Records
::::

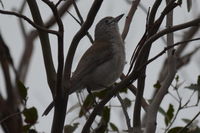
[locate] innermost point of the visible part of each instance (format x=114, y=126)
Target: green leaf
x=70, y=128
x=22, y=90
x=114, y=127
x=127, y=102
x=177, y=129
x=157, y=85
x=169, y=114
x=30, y=115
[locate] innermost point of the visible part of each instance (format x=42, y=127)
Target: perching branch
x=45, y=43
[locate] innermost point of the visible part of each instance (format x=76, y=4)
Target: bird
x=102, y=64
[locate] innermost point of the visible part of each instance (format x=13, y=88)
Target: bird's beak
x=116, y=19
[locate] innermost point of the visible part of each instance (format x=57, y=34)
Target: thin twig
x=38, y=27
x=125, y=112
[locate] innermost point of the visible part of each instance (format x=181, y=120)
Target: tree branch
x=46, y=49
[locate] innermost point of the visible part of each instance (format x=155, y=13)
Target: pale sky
x=39, y=93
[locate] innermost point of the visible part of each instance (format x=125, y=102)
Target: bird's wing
x=97, y=54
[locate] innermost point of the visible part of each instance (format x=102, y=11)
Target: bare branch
x=38, y=27
x=129, y=18
x=45, y=43
x=125, y=113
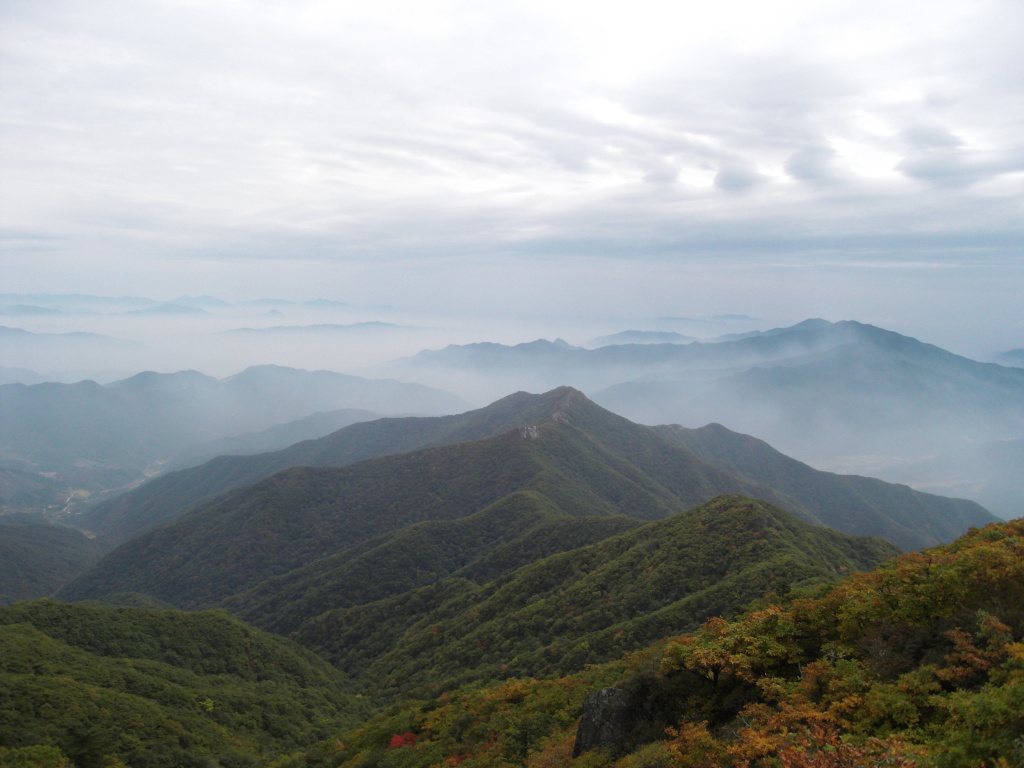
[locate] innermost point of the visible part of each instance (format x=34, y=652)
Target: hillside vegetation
x=920, y=663
x=107, y=686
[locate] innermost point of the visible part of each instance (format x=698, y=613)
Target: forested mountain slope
x=855, y=506
x=919, y=664
x=155, y=688
x=586, y=605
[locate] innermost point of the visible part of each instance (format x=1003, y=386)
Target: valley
x=451, y=583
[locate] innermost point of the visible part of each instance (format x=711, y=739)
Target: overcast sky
x=781, y=159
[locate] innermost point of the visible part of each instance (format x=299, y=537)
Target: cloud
x=168, y=135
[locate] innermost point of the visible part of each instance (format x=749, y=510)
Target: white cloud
x=342, y=131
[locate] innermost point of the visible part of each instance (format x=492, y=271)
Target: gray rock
x=608, y=719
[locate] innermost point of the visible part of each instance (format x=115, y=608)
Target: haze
x=509, y=171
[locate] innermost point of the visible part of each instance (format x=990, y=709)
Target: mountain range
x=554, y=456
x=689, y=466
x=97, y=437
x=839, y=395
x=434, y=559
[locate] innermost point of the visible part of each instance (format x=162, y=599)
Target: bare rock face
x=607, y=722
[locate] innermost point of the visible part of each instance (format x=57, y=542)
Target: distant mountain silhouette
x=566, y=454
x=151, y=417
x=828, y=393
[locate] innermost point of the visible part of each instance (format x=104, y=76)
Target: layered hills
x=914, y=664
x=668, y=464
x=410, y=534
x=843, y=395
x=133, y=424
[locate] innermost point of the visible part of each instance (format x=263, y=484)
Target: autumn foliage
x=920, y=663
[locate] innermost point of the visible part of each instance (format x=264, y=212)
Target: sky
x=547, y=160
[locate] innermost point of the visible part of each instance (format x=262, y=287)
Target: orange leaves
x=692, y=745
x=745, y=647
x=402, y=739
x=825, y=749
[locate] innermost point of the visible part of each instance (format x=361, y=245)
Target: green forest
x=916, y=663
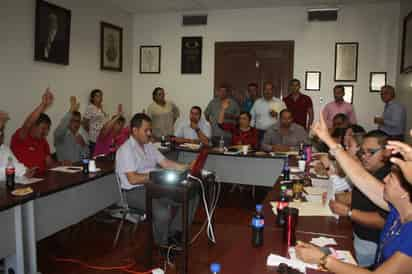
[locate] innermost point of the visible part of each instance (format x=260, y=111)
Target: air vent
x=194, y=20
x=323, y=14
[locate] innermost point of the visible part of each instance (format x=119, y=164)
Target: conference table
x=258, y=169
x=59, y=201
x=11, y=236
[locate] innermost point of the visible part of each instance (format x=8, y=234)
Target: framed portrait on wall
x=406, y=55
x=348, y=93
x=312, y=80
x=150, y=57
x=111, y=47
x=52, y=33
x=191, y=55
x=346, y=62
x=376, y=81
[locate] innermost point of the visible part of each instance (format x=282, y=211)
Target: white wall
x=374, y=26
x=22, y=80
x=404, y=81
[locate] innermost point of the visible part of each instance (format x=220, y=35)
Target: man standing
x=253, y=95
x=284, y=134
x=197, y=130
x=70, y=144
x=6, y=154
x=393, y=120
x=212, y=114
x=265, y=110
x=29, y=142
x=134, y=160
x=299, y=104
x=338, y=106
x=367, y=218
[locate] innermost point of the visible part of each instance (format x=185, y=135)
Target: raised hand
x=74, y=105
x=120, y=109
x=225, y=104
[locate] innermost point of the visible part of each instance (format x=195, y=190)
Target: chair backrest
x=123, y=199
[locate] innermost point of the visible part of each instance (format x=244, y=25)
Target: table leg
x=16, y=261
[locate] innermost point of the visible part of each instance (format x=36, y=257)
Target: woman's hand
x=321, y=130
x=309, y=253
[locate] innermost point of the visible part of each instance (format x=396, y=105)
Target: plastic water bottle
x=10, y=172
x=85, y=164
x=258, y=224
x=215, y=268
x=221, y=143
x=286, y=170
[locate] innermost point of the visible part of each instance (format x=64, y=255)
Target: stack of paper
x=323, y=241
x=27, y=181
x=275, y=260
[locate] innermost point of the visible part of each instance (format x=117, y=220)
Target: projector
x=168, y=176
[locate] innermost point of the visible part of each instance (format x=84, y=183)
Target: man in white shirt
x=6, y=153
x=134, y=160
x=265, y=110
x=196, y=130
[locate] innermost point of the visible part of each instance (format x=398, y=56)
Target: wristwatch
x=333, y=150
x=323, y=261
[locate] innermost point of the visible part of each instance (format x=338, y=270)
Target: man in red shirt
x=299, y=104
x=29, y=142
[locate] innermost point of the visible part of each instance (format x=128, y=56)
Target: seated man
x=197, y=130
x=134, y=160
x=368, y=219
x=6, y=154
x=284, y=134
x=29, y=142
x=70, y=144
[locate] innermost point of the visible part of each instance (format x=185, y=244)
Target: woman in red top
x=242, y=133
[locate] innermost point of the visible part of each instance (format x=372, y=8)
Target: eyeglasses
x=369, y=152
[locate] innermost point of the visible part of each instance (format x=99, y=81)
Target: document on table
x=27, y=181
x=276, y=260
x=316, y=208
x=67, y=169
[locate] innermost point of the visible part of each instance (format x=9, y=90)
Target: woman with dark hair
x=395, y=249
x=242, y=133
x=94, y=117
x=163, y=114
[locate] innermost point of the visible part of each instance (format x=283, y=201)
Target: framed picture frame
x=376, y=81
x=406, y=54
x=191, y=55
x=52, y=33
x=150, y=59
x=349, y=92
x=111, y=47
x=346, y=61
x=312, y=80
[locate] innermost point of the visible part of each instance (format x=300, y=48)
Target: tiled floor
x=90, y=242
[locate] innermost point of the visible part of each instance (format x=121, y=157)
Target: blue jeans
x=365, y=251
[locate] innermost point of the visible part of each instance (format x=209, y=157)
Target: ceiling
x=154, y=6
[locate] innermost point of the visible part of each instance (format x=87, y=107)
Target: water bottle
x=112, y=151
x=221, y=144
x=10, y=172
x=258, y=224
x=215, y=268
x=286, y=170
x=85, y=164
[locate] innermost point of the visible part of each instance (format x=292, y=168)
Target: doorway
x=239, y=63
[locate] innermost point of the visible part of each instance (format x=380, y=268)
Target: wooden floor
x=90, y=242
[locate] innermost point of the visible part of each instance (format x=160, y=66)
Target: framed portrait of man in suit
x=52, y=33
x=111, y=47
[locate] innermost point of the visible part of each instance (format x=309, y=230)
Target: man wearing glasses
x=367, y=218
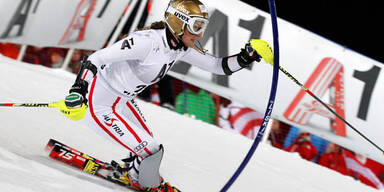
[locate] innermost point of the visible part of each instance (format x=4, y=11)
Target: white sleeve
x=220, y=66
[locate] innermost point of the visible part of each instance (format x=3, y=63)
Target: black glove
x=247, y=55
x=77, y=94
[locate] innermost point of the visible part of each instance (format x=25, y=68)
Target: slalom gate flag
x=355, y=165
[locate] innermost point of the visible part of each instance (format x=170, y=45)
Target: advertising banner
x=84, y=24
x=350, y=83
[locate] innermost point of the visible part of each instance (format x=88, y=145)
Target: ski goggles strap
x=196, y=25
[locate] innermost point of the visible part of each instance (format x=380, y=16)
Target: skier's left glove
x=74, y=106
x=263, y=49
x=247, y=55
x=77, y=94
x=72, y=113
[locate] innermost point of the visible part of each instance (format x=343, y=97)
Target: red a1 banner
x=328, y=76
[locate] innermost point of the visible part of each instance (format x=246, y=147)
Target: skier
x=112, y=77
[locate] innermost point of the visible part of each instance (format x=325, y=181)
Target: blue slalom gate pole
x=271, y=101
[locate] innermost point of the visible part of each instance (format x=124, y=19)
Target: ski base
x=83, y=162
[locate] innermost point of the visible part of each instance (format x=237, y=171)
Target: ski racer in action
x=112, y=77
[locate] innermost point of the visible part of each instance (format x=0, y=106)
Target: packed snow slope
x=198, y=157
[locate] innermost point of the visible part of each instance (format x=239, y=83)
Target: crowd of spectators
x=198, y=103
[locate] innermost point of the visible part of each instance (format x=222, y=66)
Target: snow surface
x=198, y=156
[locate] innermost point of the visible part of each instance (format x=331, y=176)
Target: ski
x=79, y=160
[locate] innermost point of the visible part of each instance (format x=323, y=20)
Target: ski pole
x=52, y=105
x=326, y=106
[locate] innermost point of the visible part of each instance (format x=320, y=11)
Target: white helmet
x=190, y=13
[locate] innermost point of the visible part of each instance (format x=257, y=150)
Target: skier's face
x=190, y=39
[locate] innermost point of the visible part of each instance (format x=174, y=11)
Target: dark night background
x=356, y=25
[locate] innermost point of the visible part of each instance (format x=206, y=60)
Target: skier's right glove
x=77, y=95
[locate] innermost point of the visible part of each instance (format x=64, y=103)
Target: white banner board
x=84, y=24
x=350, y=83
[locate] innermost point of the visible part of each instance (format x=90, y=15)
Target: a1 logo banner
x=328, y=76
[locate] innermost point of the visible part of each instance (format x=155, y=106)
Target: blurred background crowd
x=197, y=103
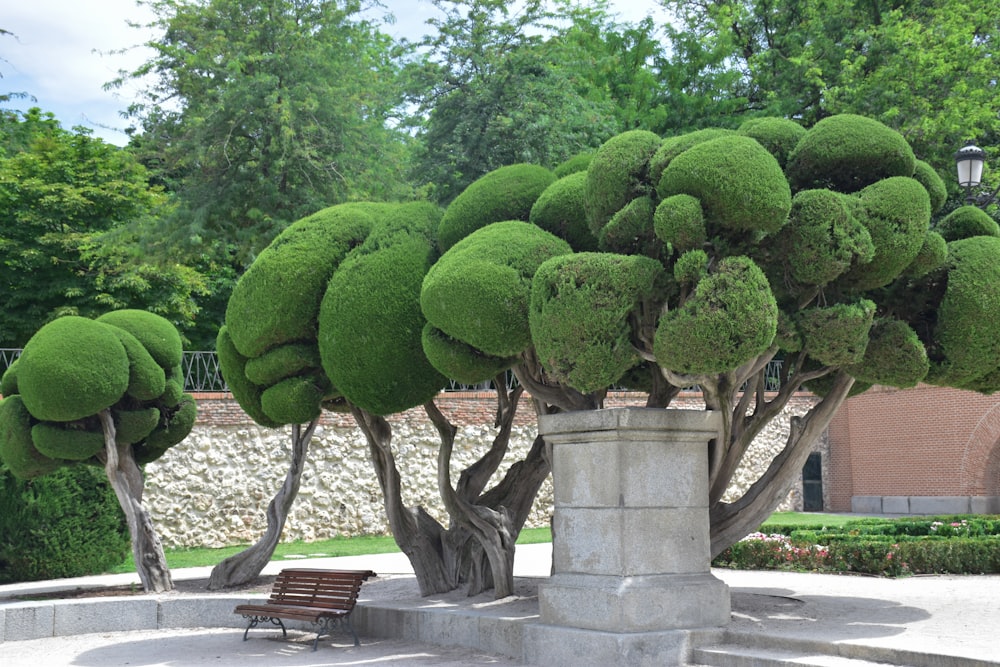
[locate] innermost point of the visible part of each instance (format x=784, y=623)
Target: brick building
x=926, y=450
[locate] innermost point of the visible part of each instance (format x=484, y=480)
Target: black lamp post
x=970, y=160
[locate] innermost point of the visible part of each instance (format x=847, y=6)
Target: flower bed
x=884, y=547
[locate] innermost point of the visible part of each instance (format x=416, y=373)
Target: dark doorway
x=812, y=483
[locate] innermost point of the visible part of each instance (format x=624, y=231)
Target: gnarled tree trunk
x=127, y=481
x=244, y=567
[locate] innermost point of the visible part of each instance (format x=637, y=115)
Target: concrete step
x=736, y=655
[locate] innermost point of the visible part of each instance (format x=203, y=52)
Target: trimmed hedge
x=884, y=547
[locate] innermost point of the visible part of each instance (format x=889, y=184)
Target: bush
x=67, y=524
x=884, y=547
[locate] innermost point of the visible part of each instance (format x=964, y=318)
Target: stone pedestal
x=631, y=546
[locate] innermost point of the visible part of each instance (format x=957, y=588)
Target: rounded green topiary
x=933, y=183
x=731, y=318
x=897, y=213
x=933, y=253
x=72, y=444
x=671, y=147
x=561, y=210
x=478, y=292
x=507, y=193
x=146, y=378
x=680, y=222
x=277, y=300
x=894, y=356
x=458, y=361
x=373, y=304
x=837, y=335
x=281, y=362
x=132, y=426
x=740, y=185
x=17, y=450
x=579, y=318
x=965, y=222
x=778, y=135
x=961, y=350
x=156, y=333
x=618, y=173
x=576, y=164
x=691, y=267
x=294, y=400
x=232, y=365
x=848, y=153
x=72, y=368
x=821, y=239
x=630, y=230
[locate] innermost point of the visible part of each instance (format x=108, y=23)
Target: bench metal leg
x=255, y=620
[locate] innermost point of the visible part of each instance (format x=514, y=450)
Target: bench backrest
x=327, y=589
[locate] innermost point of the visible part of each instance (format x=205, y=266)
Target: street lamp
x=969, y=161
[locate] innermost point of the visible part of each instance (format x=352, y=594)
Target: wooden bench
x=323, y=597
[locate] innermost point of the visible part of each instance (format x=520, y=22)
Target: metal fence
x=201, y=373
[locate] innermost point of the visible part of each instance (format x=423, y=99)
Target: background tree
x=493, y=86
x=69, y=204
x=107, y=391
x=260, y=113
x=718, y=254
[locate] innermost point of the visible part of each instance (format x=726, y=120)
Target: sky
x=62, y=52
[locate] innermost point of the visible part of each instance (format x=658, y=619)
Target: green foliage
x=67, y=524
x=507, y=193
x=561, y=210
x=275, y=111
x=894, y=356
x=848, y=153
x=680, y=222
x=66, y=201
x=837, y=335
x=277, y=300
x=960, y=349
x=821, y=239
x=580, y=310
x=965, y=222
x=933, y=183
x=933, y=253
x=458, y=361
x=731, y=318
x=630, y=230
x=617, y=174
x=478, y=292
x=896, y=213
x=55, y=441
x=740, y=185
x=72, y=368
x=281, y=362
x=373, y=305
x=778, y=135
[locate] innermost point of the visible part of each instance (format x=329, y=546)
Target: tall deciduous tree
x=69, y=204
x=493, y=87
x=263, y=111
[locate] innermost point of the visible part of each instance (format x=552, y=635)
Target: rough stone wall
x=213, y=489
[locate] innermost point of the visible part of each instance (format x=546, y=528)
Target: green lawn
x=379, y=544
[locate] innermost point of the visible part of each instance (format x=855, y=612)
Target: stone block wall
x=213, y=489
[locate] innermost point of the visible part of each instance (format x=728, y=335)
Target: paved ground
x=949, y=621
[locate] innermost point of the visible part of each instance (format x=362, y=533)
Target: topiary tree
x=107, y=391
x=815, y=247
x=329, y=317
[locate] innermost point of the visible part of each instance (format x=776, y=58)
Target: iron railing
x=201, y=373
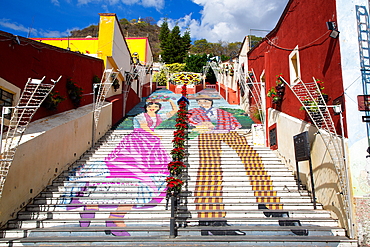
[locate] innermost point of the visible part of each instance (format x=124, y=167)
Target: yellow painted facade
x=105, y=40
x=138, y=45
x=82, y=45
x=102, y=47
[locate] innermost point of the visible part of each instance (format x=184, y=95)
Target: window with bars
x=6, y=99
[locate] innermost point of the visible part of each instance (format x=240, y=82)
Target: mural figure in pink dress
x=139, y=160
x=208, y=118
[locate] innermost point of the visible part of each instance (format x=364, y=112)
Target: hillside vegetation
x=147, y=27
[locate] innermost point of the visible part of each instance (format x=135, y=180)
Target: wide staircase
x=234, y=195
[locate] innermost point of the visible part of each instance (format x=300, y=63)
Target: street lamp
x=334, y=31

::::

> _Task details_: Transcribe the entries verbatim, from the line containing "(format x=239, y=83)" down to the line containing "x=244, y=567", with both of those lines included. Omit the pictures from your answer.

> _Correct response_:
[locate] innermost point of the visible part of each instance (format x=239, y=83)
Target: crowd of spectators
x=198, y=103
[locate] innermost point of the visible part of each instance (format x=222, y=66)
Target: snow surface
x=198, y=156
[locate] innermost point of the visible part of each instance (format x=331, y=176)
Target: ski
x=79, y=160
[locate] innermost point of the visible part of each instance (format x=323, y=20)
Target: ski pole
x=52, y=105
x=326, y=106
[locate] innermost point of the visible part of each instance (format x=320, y=11)
Target: white helmet
x=190, y=13
[locate] innermost point of the visible part of each instance (format x=257, y=150)
Target: skier's face
x=190, y=39
[locate] innermost point of the visible part of each instance (format x=174, y=11)
Target: dark night background
x=356, y=25
[locate] innermost point of the visible part of each instance (format x=206, y=60)
Target: skier's right glove
x=77, y=95
[locate] innermost point of the visible part of each instance (format x=64, y=103)
Target: white banner board
x=84, y=24
x=350, y=83
[locate] innermost point of the visible part of each instance (format x=90, y=15)
Target: a1 logo banner
x=328, y=76
[locate] innermost point of the visible part of each instance (format x=155, y=106)
Target: blurred background crowd
x=197, y=103
[locate] innermost point of the visible part of each instance (format x=784, y=623)
Target: brick building
x=926, y=450
[locate] innermost point of the visible part of each instance (format x=484, y=480)
Target: black lamp post
x=970, y=160
[locate] innermost point of the visible part of each instance (format x=847, y=6)
Target: flower bed
x=884, y=547
[locate] innermost point of the visible part of each instance (format x=416, y=373)
Target: dark doorway
x=812, y=483
[locate] innermost point of the visible part of each instance (format x=624, y=231)
Target: gnarled tree trunk
x=127, y=481
x=244, y=567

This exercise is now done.